Text to read —

--- begin ---

New subject: Fundamental problem with pessimistic locking

Tuesday, 28 November 2006

So we still haven't discussed my biggest concern here, which is item  
5) below in the list of implications.  Is this performance penalty  
and potential for deadlocks small enough a price to pay for the  
correctness of concurrent access on the root node?  What do people  
think?

...
 From: Manik Surtani [mailto:manik@jboss.org]
 Sent: Monday, November 27, 2006 7:19 PM
 To: Manik Surtani
 Cc: Bela Ban; Ben Wang; Brian Stansberry; Vladimir Blagojevic;  
 Galder Zamarreno
 Subject: Re: Fundamental problem with pessimistic locking

 Ok, this seems to work, making things a lot more 'correct'.  But  
 before I roll this into an official release and start making  
 changes en-masse, porting this to 1.4.x and 2.0.0, I'd like to step  
 back and think about whether this is what we really want.  Here is  
 what I've effectively done with 1.3.0.SP4, all related to  
 pessimistic locking only:

 a)  Added a mechanism for not removing nodes when remove() is  
 called, and instead storing them in a map which can be referenced  
 by concurrent threads and locks attempted.  (Mutated version of  
 Brian's original fix to JBCACHE-871)
 b)  When locking nodes in PLI.lock(), added a mechanism to obtain a  
 WL on a node if the next node after it needs to be created or  
 removed.  (JBCACHE-875)
 c)  Modified PLI.lock() to start with Fqn.ROOT rather than Fqn.get 
 (0), which applies the same cache-wide locking behaviour to the  
 root as well.  Prior to this, the root never was locked for anything.

 The implications of these, for the sake of accuracy and  
 correctness, are possibly:

 1)  Performance impact on inspecting nodes in b) to decide on  
 whether WLs are needed
 2)  Memory impact on maintaining a map of removed nodes in a)
 3)  Reduced concurrency due to overall stronger locks in b)
 4)  Much reduced concurrency because of the locking in c)
 5)  Potential of more deadlocks/timeouts because of 3) and 4) above.

 Of the above, 5) manifests itself in a few unit tests that have now  
 started to fail (TxCacheLoaderTest, some state transfer tests,  
 etc.).  Simple example, taken from one of the failing tests, leads  
 to a deadlock:

 1: mgr.begin();
 2: Transaction tx=mgr.getTransaction();
 3: cache1.put("/one/two/three", "key1", "val1");
 4: assertNull(cache2.get("/one/two/three", "key1"));
 5: tx.commit();

 Line 3 obtains a WL on "/" on cache1, for GTX 1
 Line 4 obtains a WL on "/" on cache2, for GTX 2
 Line 5, on replication, tries to get a WL on "/" on cache2, for GTX 1

 Both GTXs relate to the same TX since they are in the same thread.

--- end ---

Listed entries —
--- begin ---

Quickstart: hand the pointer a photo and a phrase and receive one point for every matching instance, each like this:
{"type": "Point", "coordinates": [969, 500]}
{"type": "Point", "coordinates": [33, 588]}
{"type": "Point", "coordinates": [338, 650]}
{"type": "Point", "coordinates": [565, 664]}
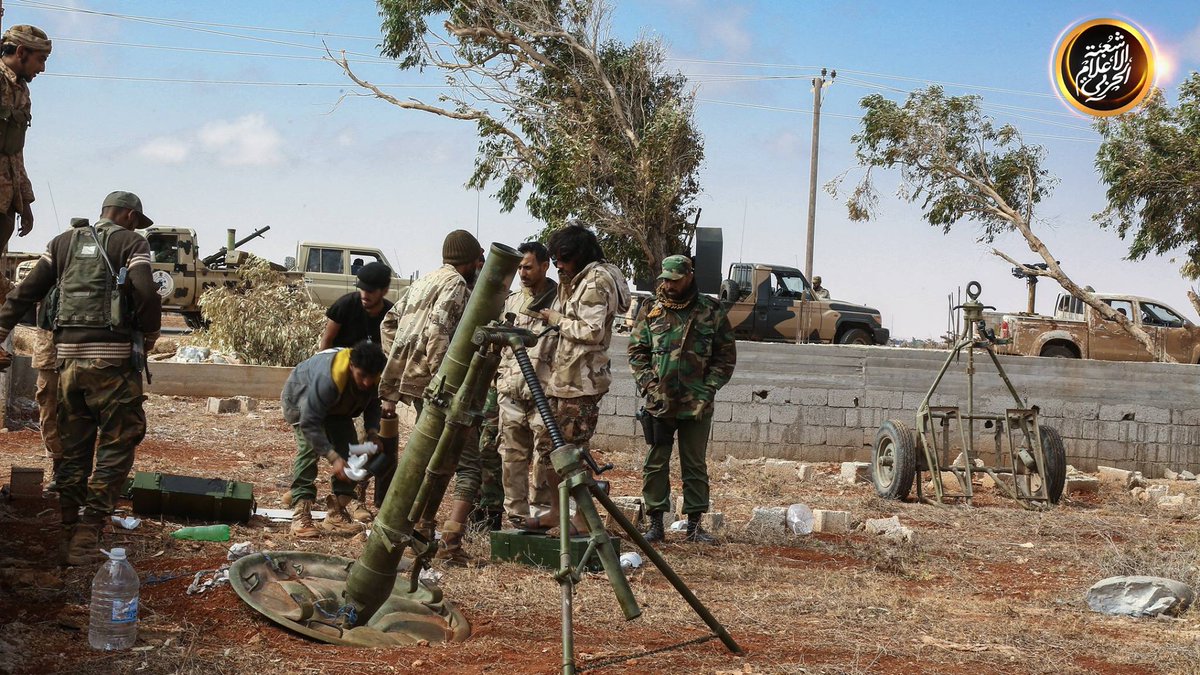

--- end ---

Exercise directions —
Duplicate the part of the pessimistic locking thread that starts at the words "The implications of" and stops after the words "locks in b)".

Answer for the task —
The implications of these, for the sake of accuracy and  
 correctness, are possibly:

 1)  Performance impact on inspecting nodes in b) to decide on  
 whether WLs are needed
 2)  Memory impact on maintaining a map of removed nodes in a)
 3)  Reduced concurrency due to overall stronger locks in b)